**Aim of the exercise**.
Print the passage on self-attribution bias below word for word, in full.

**Source extract**.

When it comes to pinpointing the reasons for investment success and failure, being objective is a surprisingly difficult thing to do. Recognising precisely what went right and wrong can help in making better decisions in the future. The trouble is that humans tend to credit their ups and downs to reasons that aren’t always the case. In short, we like to take the credit for success and blame something else for failure. This is a well known flaw called self-attribution bias, and being aware of it could cut the risk of costly overconfidence and lead to a better investment process.

How athletes explain performance

Self-attribution has been studied in a wide range of settings, including investing. But a good place to start in getting to grips with its impact, is sport. Here, psychologists have looked hard at whether winners differ from losers in the way they explain their performances, and it turns out they do...

In his book Sport and Exercise Psychology, cognitive psychologist Aidan Moran says that in contrast to losers, winners in sport tend to credit themselves and the factors they control (like their preparation and practice). On one hand, this is important because it builds confidence in the mind of the athlete. But the problem is that self-attribution overlooks the possibility that the athlete might have won against inferior competitors. As such, the ‘win’ may not be quite as successful as it seemed.

**Source data**.
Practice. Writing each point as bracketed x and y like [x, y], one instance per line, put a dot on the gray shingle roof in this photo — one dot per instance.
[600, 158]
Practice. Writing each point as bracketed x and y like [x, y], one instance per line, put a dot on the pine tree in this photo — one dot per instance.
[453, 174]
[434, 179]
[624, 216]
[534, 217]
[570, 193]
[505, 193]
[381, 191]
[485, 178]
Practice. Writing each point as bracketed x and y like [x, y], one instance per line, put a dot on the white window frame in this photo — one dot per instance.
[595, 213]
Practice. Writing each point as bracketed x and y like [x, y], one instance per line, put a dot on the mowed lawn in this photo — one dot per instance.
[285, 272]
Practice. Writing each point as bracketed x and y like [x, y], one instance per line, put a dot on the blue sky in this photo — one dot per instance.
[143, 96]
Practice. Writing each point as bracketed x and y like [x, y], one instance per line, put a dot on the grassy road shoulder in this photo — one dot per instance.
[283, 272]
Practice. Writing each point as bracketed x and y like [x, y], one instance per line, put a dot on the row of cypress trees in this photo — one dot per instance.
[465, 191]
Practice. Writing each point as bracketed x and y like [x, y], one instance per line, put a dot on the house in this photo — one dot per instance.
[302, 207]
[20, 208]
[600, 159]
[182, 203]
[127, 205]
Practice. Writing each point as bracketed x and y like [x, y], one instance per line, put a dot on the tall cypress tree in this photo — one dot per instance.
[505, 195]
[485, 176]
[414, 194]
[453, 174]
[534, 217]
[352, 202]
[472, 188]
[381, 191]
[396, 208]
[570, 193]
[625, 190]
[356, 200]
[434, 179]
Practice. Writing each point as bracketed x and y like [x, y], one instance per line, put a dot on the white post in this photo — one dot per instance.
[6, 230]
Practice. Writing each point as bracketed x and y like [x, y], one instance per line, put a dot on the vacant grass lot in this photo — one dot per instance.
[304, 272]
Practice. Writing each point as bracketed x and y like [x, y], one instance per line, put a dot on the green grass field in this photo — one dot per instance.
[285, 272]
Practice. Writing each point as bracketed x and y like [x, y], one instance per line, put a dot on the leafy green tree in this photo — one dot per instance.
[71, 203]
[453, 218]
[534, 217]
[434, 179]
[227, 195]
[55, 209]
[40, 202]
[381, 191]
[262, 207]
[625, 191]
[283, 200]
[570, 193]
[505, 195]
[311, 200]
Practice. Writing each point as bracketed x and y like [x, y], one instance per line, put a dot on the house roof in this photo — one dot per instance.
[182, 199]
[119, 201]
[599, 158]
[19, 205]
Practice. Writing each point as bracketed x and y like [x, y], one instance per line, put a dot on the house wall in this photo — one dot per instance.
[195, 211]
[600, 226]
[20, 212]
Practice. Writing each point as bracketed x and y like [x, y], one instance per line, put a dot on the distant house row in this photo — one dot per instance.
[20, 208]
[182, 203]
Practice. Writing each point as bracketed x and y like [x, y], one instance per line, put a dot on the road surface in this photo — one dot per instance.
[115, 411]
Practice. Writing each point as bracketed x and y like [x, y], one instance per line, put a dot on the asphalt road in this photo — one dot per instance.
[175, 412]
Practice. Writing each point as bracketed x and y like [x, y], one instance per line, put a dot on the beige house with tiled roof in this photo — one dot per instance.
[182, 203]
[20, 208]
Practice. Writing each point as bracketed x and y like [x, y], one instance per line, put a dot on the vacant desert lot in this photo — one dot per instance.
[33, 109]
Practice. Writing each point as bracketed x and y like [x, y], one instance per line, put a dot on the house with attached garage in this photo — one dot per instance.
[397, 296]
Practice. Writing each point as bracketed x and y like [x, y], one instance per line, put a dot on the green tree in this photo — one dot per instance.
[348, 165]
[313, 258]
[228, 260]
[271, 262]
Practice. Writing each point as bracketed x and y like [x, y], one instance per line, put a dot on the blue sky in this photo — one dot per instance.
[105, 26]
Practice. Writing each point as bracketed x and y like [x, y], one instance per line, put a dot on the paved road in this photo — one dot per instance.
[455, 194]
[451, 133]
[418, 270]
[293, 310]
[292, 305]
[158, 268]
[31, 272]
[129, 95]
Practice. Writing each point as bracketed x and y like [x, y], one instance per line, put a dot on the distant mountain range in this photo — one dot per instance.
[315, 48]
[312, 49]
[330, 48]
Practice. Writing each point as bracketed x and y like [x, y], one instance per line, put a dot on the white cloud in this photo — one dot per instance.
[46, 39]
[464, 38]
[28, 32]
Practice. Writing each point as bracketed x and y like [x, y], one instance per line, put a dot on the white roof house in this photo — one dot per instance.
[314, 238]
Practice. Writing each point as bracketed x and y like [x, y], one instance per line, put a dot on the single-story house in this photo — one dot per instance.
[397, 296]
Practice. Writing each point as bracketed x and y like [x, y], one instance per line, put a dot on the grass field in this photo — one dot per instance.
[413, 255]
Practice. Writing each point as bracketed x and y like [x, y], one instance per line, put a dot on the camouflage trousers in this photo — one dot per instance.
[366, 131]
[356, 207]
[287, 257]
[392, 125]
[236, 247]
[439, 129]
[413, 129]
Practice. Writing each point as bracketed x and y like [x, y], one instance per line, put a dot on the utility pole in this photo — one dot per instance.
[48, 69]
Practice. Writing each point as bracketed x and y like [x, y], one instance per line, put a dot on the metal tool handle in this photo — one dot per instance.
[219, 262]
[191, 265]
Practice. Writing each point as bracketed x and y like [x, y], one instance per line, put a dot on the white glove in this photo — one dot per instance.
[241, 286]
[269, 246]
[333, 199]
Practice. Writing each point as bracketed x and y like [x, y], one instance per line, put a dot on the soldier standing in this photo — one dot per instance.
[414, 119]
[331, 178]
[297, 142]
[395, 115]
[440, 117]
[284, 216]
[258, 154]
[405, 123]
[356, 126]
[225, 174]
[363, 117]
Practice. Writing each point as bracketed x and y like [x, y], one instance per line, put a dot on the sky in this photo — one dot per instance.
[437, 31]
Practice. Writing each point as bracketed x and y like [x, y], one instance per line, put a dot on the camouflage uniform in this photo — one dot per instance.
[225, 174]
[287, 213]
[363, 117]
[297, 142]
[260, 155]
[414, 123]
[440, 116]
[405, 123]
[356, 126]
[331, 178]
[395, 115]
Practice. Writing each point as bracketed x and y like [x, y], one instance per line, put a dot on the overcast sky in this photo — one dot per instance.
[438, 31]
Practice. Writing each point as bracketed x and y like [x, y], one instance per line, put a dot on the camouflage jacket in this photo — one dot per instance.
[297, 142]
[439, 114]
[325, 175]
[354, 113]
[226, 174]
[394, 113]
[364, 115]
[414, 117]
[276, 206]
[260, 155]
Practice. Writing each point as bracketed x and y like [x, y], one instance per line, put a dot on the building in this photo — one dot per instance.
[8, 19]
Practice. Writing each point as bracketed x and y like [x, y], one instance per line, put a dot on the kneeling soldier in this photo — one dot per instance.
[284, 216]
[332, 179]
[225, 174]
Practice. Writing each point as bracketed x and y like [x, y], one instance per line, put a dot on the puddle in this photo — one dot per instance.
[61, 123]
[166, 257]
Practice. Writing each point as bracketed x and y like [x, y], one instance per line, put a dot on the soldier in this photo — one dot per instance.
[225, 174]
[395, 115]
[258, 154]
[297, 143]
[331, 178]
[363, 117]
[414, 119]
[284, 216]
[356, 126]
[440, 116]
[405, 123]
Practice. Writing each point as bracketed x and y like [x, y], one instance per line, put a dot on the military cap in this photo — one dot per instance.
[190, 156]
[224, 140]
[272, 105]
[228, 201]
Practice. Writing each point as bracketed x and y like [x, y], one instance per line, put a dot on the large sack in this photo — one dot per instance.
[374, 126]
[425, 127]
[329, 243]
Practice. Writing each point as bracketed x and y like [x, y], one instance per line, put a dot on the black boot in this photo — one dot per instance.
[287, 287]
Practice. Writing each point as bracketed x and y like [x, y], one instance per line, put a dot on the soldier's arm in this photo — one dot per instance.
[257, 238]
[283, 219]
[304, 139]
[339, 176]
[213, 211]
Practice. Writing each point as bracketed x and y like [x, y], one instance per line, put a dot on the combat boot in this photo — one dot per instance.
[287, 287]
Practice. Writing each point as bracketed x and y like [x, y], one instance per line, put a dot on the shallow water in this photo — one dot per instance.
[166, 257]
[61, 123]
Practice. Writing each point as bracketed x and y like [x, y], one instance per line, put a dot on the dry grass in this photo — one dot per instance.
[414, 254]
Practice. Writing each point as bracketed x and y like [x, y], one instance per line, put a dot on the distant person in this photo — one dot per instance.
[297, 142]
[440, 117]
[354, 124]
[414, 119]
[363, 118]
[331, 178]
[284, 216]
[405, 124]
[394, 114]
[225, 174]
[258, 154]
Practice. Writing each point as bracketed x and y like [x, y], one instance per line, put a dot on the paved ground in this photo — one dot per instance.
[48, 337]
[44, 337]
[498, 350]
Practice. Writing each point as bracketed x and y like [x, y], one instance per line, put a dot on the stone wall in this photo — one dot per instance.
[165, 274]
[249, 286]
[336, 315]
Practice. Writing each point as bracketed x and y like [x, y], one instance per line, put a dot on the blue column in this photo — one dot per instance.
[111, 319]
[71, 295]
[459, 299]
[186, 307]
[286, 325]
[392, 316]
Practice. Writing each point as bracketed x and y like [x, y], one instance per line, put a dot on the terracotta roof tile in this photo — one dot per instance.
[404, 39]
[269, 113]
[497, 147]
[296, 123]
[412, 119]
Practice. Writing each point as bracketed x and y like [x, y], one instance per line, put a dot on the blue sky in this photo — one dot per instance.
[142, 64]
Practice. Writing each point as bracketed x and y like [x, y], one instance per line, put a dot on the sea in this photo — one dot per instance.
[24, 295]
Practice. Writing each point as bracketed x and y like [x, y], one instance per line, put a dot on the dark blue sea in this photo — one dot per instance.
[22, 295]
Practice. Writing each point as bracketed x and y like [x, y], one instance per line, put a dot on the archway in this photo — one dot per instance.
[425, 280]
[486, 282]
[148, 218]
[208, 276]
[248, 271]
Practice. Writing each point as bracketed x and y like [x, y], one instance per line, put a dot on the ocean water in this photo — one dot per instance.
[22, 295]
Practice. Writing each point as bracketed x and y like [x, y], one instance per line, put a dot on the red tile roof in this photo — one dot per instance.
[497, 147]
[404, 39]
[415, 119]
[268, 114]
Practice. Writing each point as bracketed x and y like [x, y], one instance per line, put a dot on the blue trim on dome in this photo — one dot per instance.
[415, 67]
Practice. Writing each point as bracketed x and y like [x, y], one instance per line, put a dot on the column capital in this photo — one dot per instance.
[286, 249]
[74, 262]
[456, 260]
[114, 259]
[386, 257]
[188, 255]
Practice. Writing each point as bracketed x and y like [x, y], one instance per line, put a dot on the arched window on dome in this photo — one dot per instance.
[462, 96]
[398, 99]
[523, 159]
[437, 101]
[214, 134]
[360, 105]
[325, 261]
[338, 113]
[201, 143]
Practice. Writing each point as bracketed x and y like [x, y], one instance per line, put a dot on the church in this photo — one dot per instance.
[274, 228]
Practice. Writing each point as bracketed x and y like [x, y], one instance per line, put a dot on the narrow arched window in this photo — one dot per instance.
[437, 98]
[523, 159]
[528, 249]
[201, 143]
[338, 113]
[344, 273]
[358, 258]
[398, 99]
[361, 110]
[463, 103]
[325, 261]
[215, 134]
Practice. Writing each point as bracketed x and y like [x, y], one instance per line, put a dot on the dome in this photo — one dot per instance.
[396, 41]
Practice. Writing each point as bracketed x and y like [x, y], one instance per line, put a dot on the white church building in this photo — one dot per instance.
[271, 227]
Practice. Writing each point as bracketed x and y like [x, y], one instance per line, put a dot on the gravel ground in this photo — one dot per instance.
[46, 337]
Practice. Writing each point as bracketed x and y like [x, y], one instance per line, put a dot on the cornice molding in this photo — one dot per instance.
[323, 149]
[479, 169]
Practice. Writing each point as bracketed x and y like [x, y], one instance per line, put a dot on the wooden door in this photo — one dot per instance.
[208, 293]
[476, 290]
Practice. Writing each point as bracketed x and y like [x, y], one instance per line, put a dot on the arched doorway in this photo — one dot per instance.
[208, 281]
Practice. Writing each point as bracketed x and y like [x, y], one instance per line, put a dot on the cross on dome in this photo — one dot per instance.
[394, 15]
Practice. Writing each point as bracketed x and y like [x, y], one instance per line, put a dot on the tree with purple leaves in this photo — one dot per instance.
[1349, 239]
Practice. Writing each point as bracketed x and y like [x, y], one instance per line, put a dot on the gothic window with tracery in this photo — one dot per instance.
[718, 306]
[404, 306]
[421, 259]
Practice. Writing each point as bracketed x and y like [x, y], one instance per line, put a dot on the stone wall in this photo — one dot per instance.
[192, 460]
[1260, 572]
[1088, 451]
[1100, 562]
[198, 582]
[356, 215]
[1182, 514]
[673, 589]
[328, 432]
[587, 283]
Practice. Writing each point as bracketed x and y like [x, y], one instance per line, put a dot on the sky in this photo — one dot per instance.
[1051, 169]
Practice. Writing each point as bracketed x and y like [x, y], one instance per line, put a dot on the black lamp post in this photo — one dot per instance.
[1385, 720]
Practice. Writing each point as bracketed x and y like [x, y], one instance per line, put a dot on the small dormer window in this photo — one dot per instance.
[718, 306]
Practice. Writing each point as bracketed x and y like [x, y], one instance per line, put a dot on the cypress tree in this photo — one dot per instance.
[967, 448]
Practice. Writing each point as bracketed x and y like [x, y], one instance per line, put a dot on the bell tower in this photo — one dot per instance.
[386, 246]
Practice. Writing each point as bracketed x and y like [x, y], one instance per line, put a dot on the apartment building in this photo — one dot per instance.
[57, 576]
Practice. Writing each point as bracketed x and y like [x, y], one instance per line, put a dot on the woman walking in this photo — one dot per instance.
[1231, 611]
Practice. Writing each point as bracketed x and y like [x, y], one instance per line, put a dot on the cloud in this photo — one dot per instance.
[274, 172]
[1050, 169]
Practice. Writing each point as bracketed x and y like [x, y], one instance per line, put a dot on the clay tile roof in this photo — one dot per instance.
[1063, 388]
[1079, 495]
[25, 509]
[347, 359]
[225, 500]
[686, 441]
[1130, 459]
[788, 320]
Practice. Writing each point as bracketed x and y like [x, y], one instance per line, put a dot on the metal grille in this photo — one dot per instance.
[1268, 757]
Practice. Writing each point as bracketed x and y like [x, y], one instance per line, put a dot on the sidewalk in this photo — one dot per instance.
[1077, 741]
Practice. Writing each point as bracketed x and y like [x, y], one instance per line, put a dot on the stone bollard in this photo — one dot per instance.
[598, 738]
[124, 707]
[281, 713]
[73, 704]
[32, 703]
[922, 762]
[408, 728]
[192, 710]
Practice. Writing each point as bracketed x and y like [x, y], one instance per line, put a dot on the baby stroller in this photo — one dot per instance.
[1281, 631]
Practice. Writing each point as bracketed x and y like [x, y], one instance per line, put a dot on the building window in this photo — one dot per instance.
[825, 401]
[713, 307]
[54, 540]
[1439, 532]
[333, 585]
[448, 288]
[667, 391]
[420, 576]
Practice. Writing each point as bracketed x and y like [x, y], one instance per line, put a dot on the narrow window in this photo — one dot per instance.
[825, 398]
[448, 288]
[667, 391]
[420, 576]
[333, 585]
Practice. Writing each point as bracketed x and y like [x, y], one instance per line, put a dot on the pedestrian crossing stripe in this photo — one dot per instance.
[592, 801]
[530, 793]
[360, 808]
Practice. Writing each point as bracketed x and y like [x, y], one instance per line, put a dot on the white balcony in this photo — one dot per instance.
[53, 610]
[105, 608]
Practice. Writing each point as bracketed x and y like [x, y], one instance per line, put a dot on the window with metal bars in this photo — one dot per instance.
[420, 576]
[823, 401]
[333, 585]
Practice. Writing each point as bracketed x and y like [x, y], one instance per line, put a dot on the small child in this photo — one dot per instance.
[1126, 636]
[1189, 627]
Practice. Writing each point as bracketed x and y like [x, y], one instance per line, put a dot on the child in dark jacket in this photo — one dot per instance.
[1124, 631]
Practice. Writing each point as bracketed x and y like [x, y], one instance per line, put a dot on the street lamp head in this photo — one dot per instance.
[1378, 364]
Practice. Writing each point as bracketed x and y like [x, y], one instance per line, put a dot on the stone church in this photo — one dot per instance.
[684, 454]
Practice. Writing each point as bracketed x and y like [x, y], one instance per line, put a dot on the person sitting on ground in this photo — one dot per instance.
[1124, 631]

**The reply**.
When it comes to pinpointing the reasons for investment success and failure, being objective is a surprisingly difficult thing to do. Recognising precisely what went right and wrong can help in making better decisions in the future. The trouble is that humans tend to credit their ups and downs to reasons that aren’t always the case. In short, we like to take the credit for success and blame something else for failure. This is a well known flaw called self-attribution bias, and being aware of it could cut the risk of costly overconfidence and lead to a better investment process.

How athletes explain performance

Self-attribution has been studied in a wide range of settings, including investing. But a good place to start in getting to grips with its impact, is sport. Here, psychologists have looked hard at whether winners differ from losers in the way they explain their performances, and it turns out they do...

In his book Sport and Exercise Psychology, cognitive psychologist Aidan Moran says that in contrast to losers, winners in sport tend to credit themselves and the factors they control (like their preparation and practice). On one hand, this is important because it builds confidence in the mind of the athlete. But the problem is that self-attribution overlooks the possibility that the athlete might have won against inferior competitors. As such, the ‘win’ may not be quite as successful as it seemed.